A father murdered by a madman: this fate is suffered by two characters in Shakespeare Hamlet, though their actions and decisions subsequent to the malefaction set them apart. Hamlet, prince of Denmark, and Laertes, son of the king’s courtier, are both burden by the need to avenge the death of their fathers. They share an ambition for justice, a desire to draw blood of those who have greatly wronged them. Hamlet creates an elaborate plan to reveal the true nature of Claudius, his father’s slayer, and take his execution into his own hands. Laertes seeks to snuff Hamlet after learning that his father has been stabbed and killed by the very man. Such belike situations faced by two men whose character could not be more different from one another.
From their introduction these two men are characterized significantly different from each other. From first interaction with Ophelia, Laertes is giving her advice and speaking from his experience what he feels she should do while he is away in England. Ophelia discounts most of his advice pointing out he’s acting as a hypocrite.

§ **Stored data**:
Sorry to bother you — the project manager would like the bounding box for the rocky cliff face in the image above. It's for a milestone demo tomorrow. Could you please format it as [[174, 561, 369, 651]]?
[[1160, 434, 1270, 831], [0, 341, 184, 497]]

§ **Directives**:
**1)** List every character from the play who is named in the essay on Hamlet and Laertes.
**2)** Please carry on the essay on Hamlet and Laertes from its last sentence.
The material above isn't needed for what follows.

§ **Response list**:
**1)** Hamlet, Laertes, Claudius, Ophelia

**2)**
“I shall the effect of this good lesson keep
As watchmen to my heart, but, good brother,
Do not as some ungracious pastors do,
Show me the steep and thorny way to heaven,
Whiles like a puffed and reckless libertine
Himself the primrose path of dalliance treads
And recks not his own rede.”
Ophelia catches Laertes in an act; he is not the perfect man he attempts to appear before her as. He puts on a show to present himself appropriately in different situations. He plays a role, there’s nothing inherently wrong about this, it is a personality trait that most people have. There is a proper time to be brutally honest and candid and Laertes acts according to the situation. In contrast Hamlet always speaks his fiercely passionate mind even where it is not entirely appropriate. At his mother and uncle’s wedding Hamlet expresses his personality so simply.
“Seems, madam? Nay, it is. I know not ‘seems.’”
Hamlet refuses to act, he instead chooses to wear his heart on his sleeve and make it obvious how he is feeling. Hamlet is stubbornly truthful; he does not put on an act for others. When he eventually does begin to act in his antic disposition, he is doing so with purpose to hide his motives from the increasingly suspicious Claudius.
The difference appears too after first blood is drawn. Hamlet first murder was that of Polonius. Here he feels remorse that it was the wrong man behind the curtain, but then continues to say that it was Polonius’ fault for...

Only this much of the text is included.